[Exercise]: Skip every picture, and copy exactly the lines from the one containing "facade in the photo above." to the end of the data.

[Provided material]:

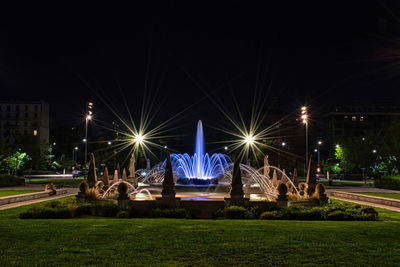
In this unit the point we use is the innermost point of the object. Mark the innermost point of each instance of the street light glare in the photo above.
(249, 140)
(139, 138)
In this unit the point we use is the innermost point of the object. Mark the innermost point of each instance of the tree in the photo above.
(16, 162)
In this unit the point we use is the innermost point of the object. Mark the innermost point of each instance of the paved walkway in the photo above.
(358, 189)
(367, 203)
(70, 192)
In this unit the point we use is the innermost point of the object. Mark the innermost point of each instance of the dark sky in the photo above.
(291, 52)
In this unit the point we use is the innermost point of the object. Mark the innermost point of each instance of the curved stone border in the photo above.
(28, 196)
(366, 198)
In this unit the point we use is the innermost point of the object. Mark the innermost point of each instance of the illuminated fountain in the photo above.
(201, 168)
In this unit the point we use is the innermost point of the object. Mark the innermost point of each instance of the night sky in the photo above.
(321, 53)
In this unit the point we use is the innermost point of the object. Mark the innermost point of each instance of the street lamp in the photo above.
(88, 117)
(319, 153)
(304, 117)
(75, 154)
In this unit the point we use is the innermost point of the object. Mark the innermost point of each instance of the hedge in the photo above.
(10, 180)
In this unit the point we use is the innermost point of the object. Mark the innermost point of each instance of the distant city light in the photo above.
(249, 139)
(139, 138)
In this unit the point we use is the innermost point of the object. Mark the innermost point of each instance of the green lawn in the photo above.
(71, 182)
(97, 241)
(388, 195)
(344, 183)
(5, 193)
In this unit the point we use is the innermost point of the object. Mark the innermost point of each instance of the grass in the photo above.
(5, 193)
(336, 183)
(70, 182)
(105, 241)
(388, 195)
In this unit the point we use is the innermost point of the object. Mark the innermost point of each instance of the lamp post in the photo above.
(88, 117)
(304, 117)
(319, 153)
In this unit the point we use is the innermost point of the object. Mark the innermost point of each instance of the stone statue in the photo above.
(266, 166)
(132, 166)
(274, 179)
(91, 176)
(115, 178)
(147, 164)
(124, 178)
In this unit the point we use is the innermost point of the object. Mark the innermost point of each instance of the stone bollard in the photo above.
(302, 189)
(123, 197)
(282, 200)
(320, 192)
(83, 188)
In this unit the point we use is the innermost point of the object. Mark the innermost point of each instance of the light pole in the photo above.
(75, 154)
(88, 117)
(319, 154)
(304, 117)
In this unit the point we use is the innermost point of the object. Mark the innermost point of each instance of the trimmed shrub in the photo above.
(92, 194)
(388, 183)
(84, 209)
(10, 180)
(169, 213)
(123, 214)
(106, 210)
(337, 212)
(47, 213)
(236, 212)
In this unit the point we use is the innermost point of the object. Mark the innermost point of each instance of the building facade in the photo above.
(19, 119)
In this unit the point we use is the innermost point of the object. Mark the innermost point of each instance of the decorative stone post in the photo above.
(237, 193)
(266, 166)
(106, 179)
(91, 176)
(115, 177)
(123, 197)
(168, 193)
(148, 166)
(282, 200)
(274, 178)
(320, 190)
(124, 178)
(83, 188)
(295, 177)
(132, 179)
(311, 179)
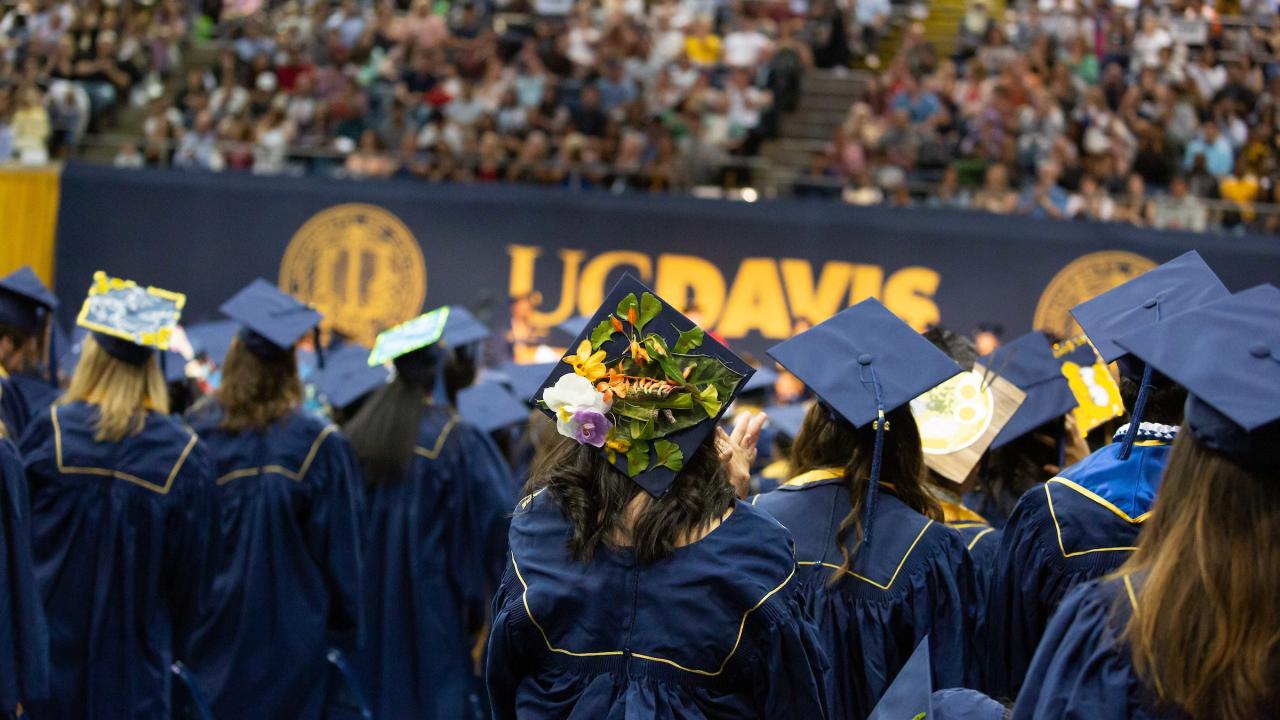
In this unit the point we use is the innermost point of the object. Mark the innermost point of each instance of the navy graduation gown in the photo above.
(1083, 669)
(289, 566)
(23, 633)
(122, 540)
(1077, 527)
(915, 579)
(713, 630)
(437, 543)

[Solution to the problem]:
In this unit the point we use is the innermost point of the object. Mark the innermost point of each instance of the building facade in the photo above.
(19, 119)
In this unit the point we use is the innermost point of the object. Mark the innermost point of each instance of the decorative stone post in the photo above.
(237, 193)
(266, 166)
(106, 179)
(91, 176)
(115, 177)
(123, 197)
(168, 193)
(148, 166)
(282, 200)
(274, 178)
(320, 190)
(124, 178)
(83, 188)
(295, 177)
(132, 179)
(311, 179)
In this unit the point we use is the innermost point of the object. Mark the innermost point of each instance of the navy graduation gown in the photo above.
(1083, 669)
(289, 566)
(23, 633)
(122, 540)
(1077, 527)
(915, 579)
(713, 630)
(437, 543)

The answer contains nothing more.